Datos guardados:
________________

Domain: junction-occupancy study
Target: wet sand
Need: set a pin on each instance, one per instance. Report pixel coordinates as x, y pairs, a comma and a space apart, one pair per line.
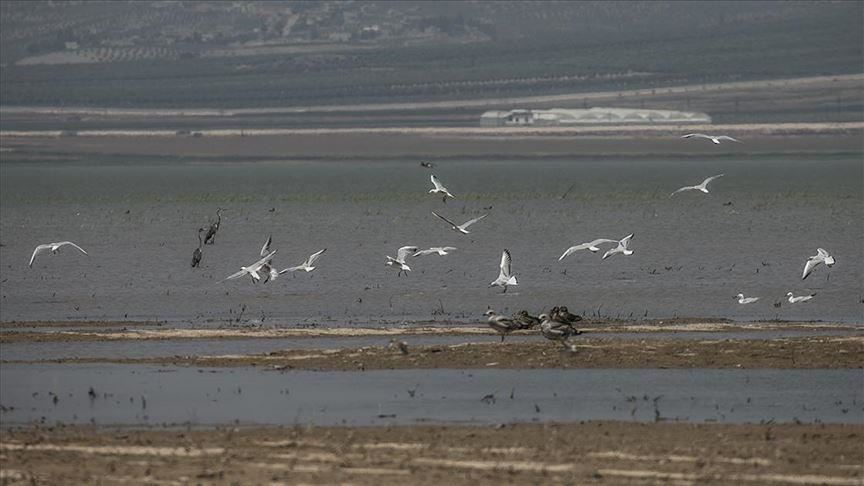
597, 347
581, 453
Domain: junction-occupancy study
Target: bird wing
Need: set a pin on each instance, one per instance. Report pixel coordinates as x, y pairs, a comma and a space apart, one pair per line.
437, 183
706, 181
505, 265
685, 188
39, 249
404, 251
626, 240
571, 250
809, 266
237, 274
63, 243
266, 247
260, 263
471, 221
451, 223
313, 257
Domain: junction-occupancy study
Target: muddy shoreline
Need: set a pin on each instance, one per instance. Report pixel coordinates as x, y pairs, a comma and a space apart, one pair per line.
596, 452
787, 353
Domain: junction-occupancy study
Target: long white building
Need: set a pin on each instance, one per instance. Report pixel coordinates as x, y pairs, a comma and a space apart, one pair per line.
592, 116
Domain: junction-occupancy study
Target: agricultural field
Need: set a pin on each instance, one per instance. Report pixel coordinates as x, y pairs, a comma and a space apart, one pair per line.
419, 53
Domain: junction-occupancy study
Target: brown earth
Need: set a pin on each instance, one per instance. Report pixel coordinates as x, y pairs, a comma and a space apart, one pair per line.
577, 453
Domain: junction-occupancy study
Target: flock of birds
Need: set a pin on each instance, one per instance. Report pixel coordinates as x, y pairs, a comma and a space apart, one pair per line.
556, 325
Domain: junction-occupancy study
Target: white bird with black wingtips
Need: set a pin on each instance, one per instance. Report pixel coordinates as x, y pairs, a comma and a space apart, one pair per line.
459, 228
714, 138
821, 256
252, 270
699, 187
52, 247
307, 265
801, 298
505, 275
440, 250
592, 246
621, 248
440, 189
745, 300
399, 261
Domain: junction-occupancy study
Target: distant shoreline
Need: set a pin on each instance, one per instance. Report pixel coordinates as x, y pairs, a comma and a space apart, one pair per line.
436, 142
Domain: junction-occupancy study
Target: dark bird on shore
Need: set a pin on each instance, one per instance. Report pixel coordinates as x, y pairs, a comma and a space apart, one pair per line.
525, 320
501, 324
210, 237
197, 253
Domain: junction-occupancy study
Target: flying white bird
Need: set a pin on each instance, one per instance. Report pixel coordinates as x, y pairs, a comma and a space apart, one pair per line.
502, 324
621, 248
821, 256
306, 265
699, 187
586, 246
441, 250
745, 300
460, 228
399, 261
714, 138
252, 270
439, 189
53, 247
505, 277
800, 298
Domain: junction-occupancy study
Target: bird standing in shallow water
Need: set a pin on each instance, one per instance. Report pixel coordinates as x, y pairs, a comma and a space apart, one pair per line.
197, 253
502, 324
210, 237
821, 256
53, 247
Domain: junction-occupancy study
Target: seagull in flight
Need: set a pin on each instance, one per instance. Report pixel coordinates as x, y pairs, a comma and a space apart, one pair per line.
441, 250
399, 261
586, 246
714, 138
699, 187
53, 247
800, 298
621, 248
439, 189
252, 270
460, 228
505, 277
821, 256
745, 300
306, 265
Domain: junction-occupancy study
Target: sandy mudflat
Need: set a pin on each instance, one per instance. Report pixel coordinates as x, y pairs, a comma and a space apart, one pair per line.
578, 453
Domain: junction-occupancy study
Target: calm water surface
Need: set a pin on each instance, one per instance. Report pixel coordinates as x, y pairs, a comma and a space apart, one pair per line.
693, 252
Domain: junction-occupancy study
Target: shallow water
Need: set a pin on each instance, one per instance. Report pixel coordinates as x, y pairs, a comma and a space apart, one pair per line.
693, 252
156, 395
120, 349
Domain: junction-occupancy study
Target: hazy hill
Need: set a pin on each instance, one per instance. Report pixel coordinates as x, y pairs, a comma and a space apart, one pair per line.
232, 54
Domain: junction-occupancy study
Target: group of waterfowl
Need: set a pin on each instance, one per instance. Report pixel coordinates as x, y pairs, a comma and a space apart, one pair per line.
209, 238
556, 325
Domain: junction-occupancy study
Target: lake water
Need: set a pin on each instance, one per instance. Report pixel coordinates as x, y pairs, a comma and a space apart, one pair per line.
693, 252
150, 395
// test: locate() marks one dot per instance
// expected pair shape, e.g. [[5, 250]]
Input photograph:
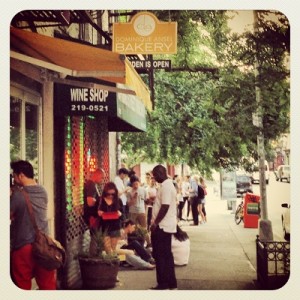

________________

__QUÉ HACER__: Identifica, por favor, todas las líneas de los ítems de arriba que contengan la palabra "white" y cópialas.

__SOLUCIÓN__:
Target: long white building
Target: white bird with black wingtips
Target: flying white bird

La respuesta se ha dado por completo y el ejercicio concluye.